> _EXCERPTED DATA_:
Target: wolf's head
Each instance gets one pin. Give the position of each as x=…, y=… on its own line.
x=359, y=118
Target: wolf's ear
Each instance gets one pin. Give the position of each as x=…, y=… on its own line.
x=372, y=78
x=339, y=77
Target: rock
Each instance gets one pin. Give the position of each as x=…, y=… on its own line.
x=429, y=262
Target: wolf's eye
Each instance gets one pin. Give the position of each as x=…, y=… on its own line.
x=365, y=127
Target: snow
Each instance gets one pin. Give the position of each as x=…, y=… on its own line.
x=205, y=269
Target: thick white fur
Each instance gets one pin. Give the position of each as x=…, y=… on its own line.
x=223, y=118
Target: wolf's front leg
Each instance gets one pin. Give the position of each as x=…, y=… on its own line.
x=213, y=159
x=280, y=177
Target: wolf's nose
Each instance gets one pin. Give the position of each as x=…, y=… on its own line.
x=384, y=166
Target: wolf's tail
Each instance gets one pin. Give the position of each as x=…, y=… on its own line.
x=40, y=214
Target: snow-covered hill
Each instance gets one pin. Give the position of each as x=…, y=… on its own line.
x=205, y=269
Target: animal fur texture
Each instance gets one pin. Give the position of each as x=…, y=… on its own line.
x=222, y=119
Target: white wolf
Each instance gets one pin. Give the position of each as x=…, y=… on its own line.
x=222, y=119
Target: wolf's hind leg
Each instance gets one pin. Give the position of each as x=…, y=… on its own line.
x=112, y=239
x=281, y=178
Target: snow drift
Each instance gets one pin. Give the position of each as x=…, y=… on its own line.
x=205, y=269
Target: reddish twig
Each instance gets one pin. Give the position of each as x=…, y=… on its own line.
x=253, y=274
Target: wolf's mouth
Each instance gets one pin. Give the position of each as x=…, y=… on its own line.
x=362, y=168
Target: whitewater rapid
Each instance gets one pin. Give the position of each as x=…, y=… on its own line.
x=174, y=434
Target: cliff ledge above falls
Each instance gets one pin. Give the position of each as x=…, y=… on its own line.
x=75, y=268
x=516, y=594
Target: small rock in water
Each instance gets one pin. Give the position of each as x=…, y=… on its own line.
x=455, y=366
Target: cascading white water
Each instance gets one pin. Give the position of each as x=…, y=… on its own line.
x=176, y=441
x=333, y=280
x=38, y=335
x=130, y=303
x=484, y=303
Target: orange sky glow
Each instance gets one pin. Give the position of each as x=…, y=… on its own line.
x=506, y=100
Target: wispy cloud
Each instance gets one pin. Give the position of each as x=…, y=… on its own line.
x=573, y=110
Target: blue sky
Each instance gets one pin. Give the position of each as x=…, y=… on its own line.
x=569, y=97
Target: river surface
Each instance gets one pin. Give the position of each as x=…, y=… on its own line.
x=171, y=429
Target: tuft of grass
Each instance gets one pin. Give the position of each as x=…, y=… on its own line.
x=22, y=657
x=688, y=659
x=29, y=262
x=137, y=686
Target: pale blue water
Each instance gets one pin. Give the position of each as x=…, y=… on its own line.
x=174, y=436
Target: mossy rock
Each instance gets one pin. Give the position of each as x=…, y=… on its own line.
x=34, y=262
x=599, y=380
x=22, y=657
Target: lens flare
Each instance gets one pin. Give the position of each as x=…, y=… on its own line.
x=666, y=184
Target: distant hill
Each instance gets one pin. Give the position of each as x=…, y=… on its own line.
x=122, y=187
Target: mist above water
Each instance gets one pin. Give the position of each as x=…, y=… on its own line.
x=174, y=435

> _WRITTEN REQUEST_:
Reproduce every item above, substituting "marker" for each occurrence of "pin" and leaving all other text unchanged.

> _TASK RESULT_:
Target: wolf's head
Each instance gets one marker. Give the position of each as x=…, y=… on its own line.
x=359, y=118
Target: wolf's ear
Each instance gets one marker. Give the position of each as x=…, y=… on its own line.
x=372, y=78
x=339, y=77
Target: rock
Each instance gets one marker. Give the position of each as x=…, y=… on its own line.
x=429, y=262
Target: wolf's eye
Each instance gets one marker. Give the position of each as x=…, y=… on its own line.
x=365, y=127
Target: snow
Each instance gets one marker. Give the position of each as x=…, y=… on its own line.
x=205, y=269
Target: thick white fur
Each instance gets one marker. Give the position of each as x=…, y=… on its own line.
x=223, y=118
Target: wolf's front leg
Each instance gets one marker. Give the position of each as x=…, y=… on its own line.
x=213, y=159
x=280, y=177
Target: wolf's nose
Each instance gets one marker. Give the position of each as x=…, y=… on its own line.
x=384, y=166
Target: wolf's tail
Each instance gets one marker. Give the position of each as x=…, y=… on its own line.
x=40, y=214
Target: snow-covered hill
Each instance gets one marker. Give the position of each as x=…, y=… on its own line.
x=205, y=269
Target: animal fur texture
Each instance gets one marker. Give the position of each as x=…, y=… on its own line.
x=222, y=119
Target: white wolf
Each instance gets one marker. Give the position of each as x=…, y=… on its own line.
x=222, y=119
Target: wolf's hind leg
Each instance gets one marker. Give the position of each as x=…, y=… on its own line.
x=112, y=239
x=281, y=178
Target: snow drift
Each instance gets one marker. Give the position of each as x=…, y=… on its own line.
x=205, y=269
Target: reddish twig
Each instance gets one marker. Give the position of each as x=…, y=… on its own line.
x=253, y=274
Target: wolf's mouth
Each instance gets one marker. Give the position of each as x=…, y=… on its own line.
x=362, y=168
Target: whitewater rapid
Each instance gets one marker. Give the position of each as x=…, y=… on its own line.
x=174, y=434
Target: cliff ledge above falls
Each instance gets one marker. Give the position of each as x=…, y=… on its own line.
x=75, y=268
x=516, y=594
Target: small rock in water
Each instance gets one marker. Give the position of each as x=…, y=… on its own line.
x=455, y=366
Target: cascading white water
Each instance gets one marker. Give the position of each as x=…, y=… on its own line.
x=176, y=441
x=333, y=280
x=38, y=335
x=130, y=303
x=484, y=303
Target: orange sky glow
Each instance gets one marker. Give the position of each as x=…, y=… on its own line.
x=506, y=100
Target: wispy cloud
Each instance gets one marker. Give the position of each as x=…, y=… on its own line.
x=573, y=110
Target: blue sky
Each instance gets one marker. Give the position of each as x=…, y=… on its own line.
x=569, y=97
Target: river surface
Each instance gets one marker. Give the position of each as x=…, y=… on its own line.
x=171, y=429
Target: tuft of grass
Each instance gets one marker. Give the position of each as x=…, y=… on its own line.
x=22, y=657
x=688, y=659
x=29, y=262
x=137, y=686
Target: pale blue water
Each instance gets one marker. Give the position of each as x=…, y=… on its own line.
x=174, y=436
Target: mossy rock
Each instance gets one marker. Give the position of each as x=…, y=… on its own line.
x=34, y=262
x=599, y=380
x=22, y=657
Target: lens flare
Each instance gets one marker. Give the position of each as x=…, y=… on its own line.
x=666, y=184
Target: distant hill
Each instance gets one marker. Give the position of each as x=…, y=… on its own line.
x=122, y=187
Target: mist above water
Each instance gets one marker. Give the position of each as x=…, y=… on its own line.
x=174, y=435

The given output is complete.